DOCUMENT:

◆ ◆ ◆ ◆

Or it could be because Clark mailed Wizards and warned them not to make the GSL too restrictive that he is being left outside. According to him, he told them of the possibility of a company going the "copyright route" and that it was interpreted as a THREAT by Wizards.

So, there is a miniscule chance that GG (and Adamant) got permission while Necromancer got shafted for "being threatening to the gorilla". Or, going by Gareths comments in this thread, atleast Adamant is sailing free.


----------



## Jack99 (Jun 23, 2008)

JVisgaitis said:
			
		

> Its posts like this that I find disturbing and possibly detrimental to the entire community. I hope the GSL is supported. I hope that people don't try and result to copyright to produce products for 4e. All of that just adds up to bad blood and a very adversarial relationship with Wizards of the Coast. I'm so over the whole, "the man is holding me down mentality and we need to teach the man a lesson." Its just so tired already.




Lets for a moment assume that AE and GG are going the copyright route. And assume that people who buy 3PP products do so regardless of the product having an official logo. 

Wouldn't this hurt companies like yours and Necromancer's more than it would hurt WotC? I mean, if they have less constraints than you, when making their adventures, and all you have going for you is the official D&D logo...


----------



## Scribble (Jun 23, 2008)

Jack99 said:
			
		

> Lets for a moment assume that AE and GG are going the copyright route. And assume that people who buy 3PP products do so regardless of the product having an official logo.
> 
> Wouldn't this hurt companies like yours and Necromancer's more than it would hurt WotC? I mean, if they have less constraints than you, when making their adventures, and all you have going for you is the official D&D logo...

◆ ◆ ◆ ◆

PROVIDED DATA:
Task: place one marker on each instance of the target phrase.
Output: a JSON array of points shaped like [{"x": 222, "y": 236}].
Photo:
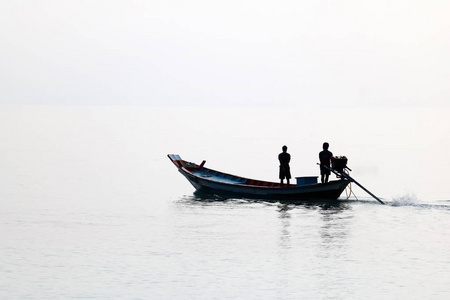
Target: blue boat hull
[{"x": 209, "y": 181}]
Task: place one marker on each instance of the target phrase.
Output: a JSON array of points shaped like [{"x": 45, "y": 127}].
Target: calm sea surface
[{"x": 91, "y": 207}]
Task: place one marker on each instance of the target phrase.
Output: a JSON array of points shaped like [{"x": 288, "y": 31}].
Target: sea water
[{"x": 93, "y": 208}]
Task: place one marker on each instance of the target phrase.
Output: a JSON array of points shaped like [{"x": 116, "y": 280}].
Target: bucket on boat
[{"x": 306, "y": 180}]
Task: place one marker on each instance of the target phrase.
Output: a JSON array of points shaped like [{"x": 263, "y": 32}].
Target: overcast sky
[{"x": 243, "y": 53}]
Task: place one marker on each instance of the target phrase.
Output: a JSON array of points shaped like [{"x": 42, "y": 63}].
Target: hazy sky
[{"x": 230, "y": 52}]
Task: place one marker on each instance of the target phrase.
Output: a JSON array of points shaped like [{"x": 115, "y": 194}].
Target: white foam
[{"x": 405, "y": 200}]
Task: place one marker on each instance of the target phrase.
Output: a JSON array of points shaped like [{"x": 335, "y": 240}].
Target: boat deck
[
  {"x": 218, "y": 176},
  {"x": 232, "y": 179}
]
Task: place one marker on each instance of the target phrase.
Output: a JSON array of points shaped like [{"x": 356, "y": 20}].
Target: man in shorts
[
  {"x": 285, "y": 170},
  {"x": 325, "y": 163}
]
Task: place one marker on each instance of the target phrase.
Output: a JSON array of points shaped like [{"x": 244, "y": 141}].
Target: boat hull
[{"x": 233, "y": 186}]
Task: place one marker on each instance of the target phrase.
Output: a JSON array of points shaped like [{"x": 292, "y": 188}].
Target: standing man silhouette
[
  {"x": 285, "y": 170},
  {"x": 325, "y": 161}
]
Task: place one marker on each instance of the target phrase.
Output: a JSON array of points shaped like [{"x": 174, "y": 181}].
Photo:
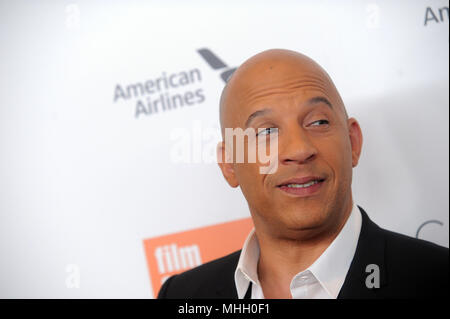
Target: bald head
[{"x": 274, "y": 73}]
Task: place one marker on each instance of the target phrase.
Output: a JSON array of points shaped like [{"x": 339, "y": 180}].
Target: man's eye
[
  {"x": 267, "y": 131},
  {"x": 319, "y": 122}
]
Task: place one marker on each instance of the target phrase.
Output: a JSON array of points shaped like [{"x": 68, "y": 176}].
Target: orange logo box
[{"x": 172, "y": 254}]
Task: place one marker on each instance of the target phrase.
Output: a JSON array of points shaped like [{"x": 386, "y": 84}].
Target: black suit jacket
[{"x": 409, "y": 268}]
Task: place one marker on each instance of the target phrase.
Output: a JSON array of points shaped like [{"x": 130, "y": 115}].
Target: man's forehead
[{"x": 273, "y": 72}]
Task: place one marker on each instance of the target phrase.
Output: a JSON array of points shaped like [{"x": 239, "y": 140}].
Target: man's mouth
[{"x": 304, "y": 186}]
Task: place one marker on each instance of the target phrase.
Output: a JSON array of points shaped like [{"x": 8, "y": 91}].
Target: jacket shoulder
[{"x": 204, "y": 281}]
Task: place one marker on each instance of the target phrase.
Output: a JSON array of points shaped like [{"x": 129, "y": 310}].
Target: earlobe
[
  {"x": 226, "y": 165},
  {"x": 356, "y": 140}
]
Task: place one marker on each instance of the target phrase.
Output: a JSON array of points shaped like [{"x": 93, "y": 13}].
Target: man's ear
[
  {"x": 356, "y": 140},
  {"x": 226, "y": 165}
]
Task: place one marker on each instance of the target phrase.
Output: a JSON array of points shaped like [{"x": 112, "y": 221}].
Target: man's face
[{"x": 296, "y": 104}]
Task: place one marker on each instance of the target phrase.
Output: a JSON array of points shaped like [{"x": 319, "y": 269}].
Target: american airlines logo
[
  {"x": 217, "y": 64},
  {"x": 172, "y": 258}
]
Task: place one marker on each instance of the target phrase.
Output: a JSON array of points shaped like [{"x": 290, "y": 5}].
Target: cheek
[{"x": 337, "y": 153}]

◆ ◆ ◆ ◆

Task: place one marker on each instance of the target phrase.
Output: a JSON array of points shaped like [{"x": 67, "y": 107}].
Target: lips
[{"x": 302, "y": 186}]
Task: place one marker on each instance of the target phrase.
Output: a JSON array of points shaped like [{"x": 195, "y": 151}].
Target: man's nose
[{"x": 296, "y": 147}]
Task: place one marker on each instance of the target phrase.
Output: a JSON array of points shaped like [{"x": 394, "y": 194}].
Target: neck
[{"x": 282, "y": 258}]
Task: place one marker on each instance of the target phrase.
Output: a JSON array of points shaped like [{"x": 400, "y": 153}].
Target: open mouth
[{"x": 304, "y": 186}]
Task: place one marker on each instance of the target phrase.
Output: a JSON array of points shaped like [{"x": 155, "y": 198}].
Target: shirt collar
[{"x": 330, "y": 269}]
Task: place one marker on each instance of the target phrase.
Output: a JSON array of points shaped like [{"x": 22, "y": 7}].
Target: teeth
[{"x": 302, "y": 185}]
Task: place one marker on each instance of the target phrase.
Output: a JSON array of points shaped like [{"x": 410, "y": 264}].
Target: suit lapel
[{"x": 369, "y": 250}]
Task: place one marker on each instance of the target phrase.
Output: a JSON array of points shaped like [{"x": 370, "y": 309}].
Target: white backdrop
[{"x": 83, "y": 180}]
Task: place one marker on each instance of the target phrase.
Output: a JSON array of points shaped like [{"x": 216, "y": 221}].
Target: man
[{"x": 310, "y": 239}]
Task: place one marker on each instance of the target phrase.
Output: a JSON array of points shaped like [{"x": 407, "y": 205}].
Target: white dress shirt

◆ ◆ ◆ ◆

WRITTEN EXERCISE 1:
According to the forum thread, how did Wizards interpret Clark's mention of a company going the "copyright route"?
WRITTEN EXERCISE 2:
Count the lines of the records that contain the word "logo", and give only the number.
The records are unrelated to the forum thread.

TASK RESULT 1:
Wizards interpreted it as a threat.

TASK RESULT 2:
2